Set exercise.
Which lines in the rows below contain the string "dirt", where case counts? Show each of those lines in full.

(Dataset entries)
§ §
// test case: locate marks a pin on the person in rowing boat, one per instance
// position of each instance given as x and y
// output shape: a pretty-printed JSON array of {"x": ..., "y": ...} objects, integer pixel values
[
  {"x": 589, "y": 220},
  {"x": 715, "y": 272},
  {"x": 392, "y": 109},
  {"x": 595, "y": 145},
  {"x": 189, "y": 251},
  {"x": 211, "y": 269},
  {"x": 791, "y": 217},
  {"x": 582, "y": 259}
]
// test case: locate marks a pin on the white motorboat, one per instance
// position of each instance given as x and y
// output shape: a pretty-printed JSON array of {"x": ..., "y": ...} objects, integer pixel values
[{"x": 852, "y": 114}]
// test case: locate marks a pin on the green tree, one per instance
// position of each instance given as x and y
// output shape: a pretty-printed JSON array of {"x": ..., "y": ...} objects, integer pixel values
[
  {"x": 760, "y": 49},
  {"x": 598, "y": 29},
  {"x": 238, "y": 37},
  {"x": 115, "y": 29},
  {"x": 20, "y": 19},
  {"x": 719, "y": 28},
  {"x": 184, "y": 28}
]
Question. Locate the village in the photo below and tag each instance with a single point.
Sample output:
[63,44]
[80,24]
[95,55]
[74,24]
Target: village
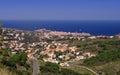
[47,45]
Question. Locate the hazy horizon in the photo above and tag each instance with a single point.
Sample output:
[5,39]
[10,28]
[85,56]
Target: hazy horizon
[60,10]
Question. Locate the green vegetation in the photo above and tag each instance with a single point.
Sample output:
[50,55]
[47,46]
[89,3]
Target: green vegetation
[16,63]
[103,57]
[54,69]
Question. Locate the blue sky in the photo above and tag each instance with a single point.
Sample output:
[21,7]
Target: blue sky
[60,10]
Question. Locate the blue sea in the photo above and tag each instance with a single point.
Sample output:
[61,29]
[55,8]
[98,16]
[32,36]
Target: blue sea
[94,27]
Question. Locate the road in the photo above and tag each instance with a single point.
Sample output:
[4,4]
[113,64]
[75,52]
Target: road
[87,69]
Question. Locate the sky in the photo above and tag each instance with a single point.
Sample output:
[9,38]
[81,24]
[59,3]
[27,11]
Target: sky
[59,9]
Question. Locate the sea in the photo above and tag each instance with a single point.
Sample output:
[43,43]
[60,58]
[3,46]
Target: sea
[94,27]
§ §
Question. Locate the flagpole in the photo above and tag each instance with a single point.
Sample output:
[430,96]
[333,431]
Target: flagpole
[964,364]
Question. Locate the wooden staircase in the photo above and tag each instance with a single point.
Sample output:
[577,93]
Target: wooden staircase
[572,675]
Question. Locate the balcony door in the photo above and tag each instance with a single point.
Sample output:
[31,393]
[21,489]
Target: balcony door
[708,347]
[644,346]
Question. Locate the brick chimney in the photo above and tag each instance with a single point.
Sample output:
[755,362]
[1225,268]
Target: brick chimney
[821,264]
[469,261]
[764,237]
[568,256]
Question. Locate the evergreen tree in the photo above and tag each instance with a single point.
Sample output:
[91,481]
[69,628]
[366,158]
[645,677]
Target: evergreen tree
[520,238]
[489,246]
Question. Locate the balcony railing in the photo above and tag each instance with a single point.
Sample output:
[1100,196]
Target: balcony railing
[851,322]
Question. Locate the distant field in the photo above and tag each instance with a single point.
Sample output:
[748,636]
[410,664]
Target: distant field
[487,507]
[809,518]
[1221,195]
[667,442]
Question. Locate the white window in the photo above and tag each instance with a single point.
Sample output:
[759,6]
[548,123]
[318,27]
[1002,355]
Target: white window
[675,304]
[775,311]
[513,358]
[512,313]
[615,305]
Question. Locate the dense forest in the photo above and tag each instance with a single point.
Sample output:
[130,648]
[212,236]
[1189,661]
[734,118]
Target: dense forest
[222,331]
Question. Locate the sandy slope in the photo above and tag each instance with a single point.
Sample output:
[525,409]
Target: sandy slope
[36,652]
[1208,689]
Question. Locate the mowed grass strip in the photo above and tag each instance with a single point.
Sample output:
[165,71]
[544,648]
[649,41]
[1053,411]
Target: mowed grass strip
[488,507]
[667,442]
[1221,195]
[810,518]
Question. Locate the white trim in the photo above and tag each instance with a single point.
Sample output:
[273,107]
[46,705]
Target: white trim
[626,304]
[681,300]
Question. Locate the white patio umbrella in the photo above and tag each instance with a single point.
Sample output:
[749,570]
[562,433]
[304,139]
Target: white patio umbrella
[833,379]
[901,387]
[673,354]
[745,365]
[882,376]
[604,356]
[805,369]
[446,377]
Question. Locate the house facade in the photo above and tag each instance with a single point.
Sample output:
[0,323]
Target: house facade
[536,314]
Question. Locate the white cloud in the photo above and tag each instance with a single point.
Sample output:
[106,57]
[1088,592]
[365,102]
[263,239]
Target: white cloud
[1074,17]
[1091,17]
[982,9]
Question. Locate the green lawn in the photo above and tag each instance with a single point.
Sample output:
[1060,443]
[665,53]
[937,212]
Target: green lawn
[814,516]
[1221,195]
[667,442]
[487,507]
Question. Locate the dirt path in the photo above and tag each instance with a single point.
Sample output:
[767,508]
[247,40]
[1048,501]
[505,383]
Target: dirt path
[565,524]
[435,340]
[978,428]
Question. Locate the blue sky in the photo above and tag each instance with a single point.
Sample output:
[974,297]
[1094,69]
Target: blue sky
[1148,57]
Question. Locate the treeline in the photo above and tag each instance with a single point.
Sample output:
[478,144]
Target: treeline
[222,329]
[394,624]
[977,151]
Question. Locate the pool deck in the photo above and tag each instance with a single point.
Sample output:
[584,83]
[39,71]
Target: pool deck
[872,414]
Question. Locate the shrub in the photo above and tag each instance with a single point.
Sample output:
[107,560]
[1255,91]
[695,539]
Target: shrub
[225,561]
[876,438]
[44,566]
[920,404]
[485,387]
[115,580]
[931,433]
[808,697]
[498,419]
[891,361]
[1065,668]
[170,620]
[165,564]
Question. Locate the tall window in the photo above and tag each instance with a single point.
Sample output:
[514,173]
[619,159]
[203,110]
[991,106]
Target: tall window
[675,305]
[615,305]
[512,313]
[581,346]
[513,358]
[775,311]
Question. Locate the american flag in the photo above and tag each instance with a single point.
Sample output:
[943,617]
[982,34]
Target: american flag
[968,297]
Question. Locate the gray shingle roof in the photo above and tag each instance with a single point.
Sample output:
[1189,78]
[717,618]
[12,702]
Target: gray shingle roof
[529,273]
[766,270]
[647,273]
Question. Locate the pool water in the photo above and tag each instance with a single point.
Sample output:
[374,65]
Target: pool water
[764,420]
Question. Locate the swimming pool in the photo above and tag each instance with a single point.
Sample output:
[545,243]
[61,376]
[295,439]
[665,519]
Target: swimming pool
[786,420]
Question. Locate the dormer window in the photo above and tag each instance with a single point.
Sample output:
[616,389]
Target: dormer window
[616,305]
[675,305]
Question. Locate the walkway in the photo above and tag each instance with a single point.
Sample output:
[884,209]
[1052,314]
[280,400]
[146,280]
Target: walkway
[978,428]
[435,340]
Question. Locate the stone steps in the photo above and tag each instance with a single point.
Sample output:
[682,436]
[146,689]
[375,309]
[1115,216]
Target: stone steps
§ §
Final answer.
Question. Locate the dirt path in the photo above and tag each instance with a single point.
Target: dirt path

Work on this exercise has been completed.